REQUIREMENT: Transcribe verbatim the span of lines that opens with the line containing "red steel frame" and closes with the last line of the data below.

[Referring expression pointing data]
=-=-=
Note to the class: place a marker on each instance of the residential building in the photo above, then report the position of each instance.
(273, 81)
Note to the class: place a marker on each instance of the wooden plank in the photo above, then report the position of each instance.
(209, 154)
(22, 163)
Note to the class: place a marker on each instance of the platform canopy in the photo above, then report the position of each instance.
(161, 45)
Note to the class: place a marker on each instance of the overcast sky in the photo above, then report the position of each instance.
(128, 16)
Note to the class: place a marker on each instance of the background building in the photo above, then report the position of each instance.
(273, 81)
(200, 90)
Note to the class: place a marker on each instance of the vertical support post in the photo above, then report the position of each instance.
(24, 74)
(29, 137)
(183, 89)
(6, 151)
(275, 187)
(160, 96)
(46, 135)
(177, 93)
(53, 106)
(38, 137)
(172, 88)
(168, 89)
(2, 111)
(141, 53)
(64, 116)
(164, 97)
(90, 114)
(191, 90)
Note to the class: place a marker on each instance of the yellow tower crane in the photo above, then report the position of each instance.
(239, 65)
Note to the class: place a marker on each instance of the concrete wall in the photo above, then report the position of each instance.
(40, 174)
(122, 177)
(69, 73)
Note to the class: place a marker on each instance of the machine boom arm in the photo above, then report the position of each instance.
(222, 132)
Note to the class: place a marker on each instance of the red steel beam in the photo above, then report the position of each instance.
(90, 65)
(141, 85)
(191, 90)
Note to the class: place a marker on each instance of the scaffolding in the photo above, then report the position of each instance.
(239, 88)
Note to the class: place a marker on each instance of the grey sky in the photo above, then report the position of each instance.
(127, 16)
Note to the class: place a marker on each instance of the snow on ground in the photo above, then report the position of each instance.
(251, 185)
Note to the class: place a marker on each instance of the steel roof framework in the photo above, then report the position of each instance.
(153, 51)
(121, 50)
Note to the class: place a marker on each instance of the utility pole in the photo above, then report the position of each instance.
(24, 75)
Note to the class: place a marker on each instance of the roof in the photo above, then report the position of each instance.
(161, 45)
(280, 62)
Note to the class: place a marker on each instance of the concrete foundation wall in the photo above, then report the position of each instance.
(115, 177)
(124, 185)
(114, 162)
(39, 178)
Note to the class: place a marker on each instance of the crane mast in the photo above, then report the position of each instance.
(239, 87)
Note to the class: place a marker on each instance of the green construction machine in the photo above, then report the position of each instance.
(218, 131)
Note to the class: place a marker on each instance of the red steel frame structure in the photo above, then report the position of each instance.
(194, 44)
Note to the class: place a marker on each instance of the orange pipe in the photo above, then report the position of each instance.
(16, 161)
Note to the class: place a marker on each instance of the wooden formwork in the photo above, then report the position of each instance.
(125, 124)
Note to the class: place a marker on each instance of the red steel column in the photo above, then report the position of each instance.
=-=-=
FINISHED EXERCISE:
Note to the class: place a marker on each instance of the red steel frame structure in the photo above, then report the position of each instance.
(194, 44)
Note to the class: place a marker on each instance of the orange pipe in the photo above, then report the position of each instance.
(16, 161)
Note to the class: place a marker on each instance of the wooden formwork in the photo above, then report the position of each instance.
(125, 124)
Note to the class: place a marker on each instance of the red steel column in the photo above, then report the position of each instance.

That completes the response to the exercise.